>> begin Record set

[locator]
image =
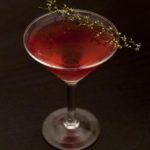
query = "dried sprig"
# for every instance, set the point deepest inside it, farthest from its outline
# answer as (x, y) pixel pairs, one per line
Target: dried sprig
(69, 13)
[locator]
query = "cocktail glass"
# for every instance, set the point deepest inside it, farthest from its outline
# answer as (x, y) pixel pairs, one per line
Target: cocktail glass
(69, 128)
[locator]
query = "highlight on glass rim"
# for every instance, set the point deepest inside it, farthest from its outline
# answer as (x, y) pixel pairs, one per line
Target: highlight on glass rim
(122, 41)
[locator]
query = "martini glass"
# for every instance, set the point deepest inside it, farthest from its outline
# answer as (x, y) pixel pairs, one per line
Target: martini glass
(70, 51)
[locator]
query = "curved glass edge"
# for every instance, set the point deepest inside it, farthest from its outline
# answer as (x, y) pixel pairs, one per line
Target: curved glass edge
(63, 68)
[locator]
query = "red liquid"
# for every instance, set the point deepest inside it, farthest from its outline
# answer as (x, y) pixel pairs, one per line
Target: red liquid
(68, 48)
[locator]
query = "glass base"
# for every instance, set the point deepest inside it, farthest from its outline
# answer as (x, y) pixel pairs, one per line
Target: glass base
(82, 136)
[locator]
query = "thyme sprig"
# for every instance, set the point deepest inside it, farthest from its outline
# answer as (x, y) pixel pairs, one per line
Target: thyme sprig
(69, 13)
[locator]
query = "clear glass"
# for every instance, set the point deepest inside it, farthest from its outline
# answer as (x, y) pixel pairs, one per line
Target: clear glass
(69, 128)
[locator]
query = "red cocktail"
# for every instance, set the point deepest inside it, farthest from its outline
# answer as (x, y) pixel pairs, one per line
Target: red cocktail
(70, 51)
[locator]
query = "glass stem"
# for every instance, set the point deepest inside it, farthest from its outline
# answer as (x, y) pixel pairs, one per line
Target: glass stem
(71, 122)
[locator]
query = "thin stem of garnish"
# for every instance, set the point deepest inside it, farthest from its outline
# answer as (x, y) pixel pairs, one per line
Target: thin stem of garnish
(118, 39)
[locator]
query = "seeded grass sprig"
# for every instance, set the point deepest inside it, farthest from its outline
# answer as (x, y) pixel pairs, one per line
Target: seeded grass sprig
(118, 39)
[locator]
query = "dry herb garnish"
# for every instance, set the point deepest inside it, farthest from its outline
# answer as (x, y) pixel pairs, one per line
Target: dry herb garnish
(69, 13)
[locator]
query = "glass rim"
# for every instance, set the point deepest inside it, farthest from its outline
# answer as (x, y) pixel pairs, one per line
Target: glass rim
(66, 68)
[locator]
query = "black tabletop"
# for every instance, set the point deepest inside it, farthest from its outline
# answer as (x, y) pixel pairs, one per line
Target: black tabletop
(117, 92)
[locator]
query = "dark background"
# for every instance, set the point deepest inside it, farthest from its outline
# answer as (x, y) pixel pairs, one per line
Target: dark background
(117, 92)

>> end Record set
>> begin Record set

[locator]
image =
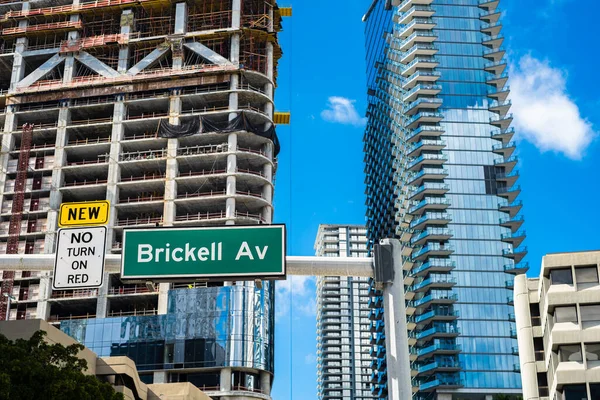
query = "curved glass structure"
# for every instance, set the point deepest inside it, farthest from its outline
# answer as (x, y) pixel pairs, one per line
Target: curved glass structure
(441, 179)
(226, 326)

>> end Record set

### Objective:
Select and copy every line of the records that contains the string "structure". Case counts.

### Output for this task:
query = "curved glass structure"
Target: curved glass structure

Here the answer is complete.